• _WHAT YOU HAVE TO DO_: Word for word, restate every line of the material.

• _TASK INPUT_:
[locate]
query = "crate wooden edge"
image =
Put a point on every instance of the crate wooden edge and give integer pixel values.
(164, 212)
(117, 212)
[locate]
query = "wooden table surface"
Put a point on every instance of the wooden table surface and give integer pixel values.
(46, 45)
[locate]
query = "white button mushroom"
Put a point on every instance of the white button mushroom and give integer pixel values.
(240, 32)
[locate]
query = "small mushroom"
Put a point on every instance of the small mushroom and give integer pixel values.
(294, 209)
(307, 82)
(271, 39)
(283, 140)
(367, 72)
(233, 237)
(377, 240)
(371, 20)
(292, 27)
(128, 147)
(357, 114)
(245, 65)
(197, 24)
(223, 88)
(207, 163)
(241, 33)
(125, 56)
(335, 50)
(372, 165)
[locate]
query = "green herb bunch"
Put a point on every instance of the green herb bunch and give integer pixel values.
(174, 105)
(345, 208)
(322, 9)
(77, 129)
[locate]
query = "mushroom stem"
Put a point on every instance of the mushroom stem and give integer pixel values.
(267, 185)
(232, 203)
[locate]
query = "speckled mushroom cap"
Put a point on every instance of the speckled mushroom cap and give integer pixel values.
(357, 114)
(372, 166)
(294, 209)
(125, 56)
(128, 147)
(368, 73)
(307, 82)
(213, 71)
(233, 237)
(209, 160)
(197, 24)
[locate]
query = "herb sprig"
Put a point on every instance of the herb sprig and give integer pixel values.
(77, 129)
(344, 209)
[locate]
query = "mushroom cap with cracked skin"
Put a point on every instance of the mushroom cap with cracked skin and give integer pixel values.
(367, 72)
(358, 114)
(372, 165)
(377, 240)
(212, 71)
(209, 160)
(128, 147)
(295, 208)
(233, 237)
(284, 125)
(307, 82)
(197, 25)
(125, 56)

• _OUTPUT OF THE EXERCISE_:
[locate]
query = "crate wooden edge"
image =
Put a point on every instance of the crate wooden edge and give integer pixel values.
(164, 212)
(117, 212)
[locate]
query = "wooden table surface"
Put a point on every instance of the wooden table surface and give integer pixel values.
(46, 45)
[locate]
query = "white button mushroom"
Put a point on every instance of the white button mushroom and give integer pixel values.
(240, 32)
[locate]
query = "small mushroom"
Put a point on every instance of the small mushroom and give integer pixel values.
(294, 209)
(307, 82)
(271, 39)
(283, 140)
(367, 72)
(233, 237)
(377, 240)
(371, 20)
(292, 27)
(128, 147)
(357, 114)
(245, 65)
(197, 24)
(223, 88)
(207, 163)
(241, 33)
(125, 56)
(335, 50)
(372, 165)
[locate]
query = "green herb bunch"
Put a point on every instance of the green herb bunch and give integer pixel values.
(174, 105)
(345, 208)
(322, 9)
(77, 129)
[locate]
query = "mushroom stem"
Put a point on every instance of the mushroom stem and give integer pixel values.
(267, 185)
(232, 203)
[locate]
query = "speckled mushroom cap"
Put a point on every instance of the speckled mushroom cap and give integer pixel values.
(357, 114)
(372, 166)
(294, 209)
(125, 56)
(128, 147)
(368, 73)
(307, 82)
(213, 71)
(233, 237)
(209, 160)
(197, 24)
[locate]
query = "herb sprig"
Put a point on every instance of the herb sprig and give integer pixel values.
(77, 129)
(344, 209)
[locate]
query = "mushroom cap with cracked skin"
Put a point on every instance of the mushroom cap with cracked skin and give integer pixel values.
(367, 72)
(358, 114)
(372, 165)
(377, 240)
(212, 71)
(209, 160)
(128, 147)
(295, 208)
(233, 237)
(284, 125)
(307, 82)
(197, 25)
(125, 56)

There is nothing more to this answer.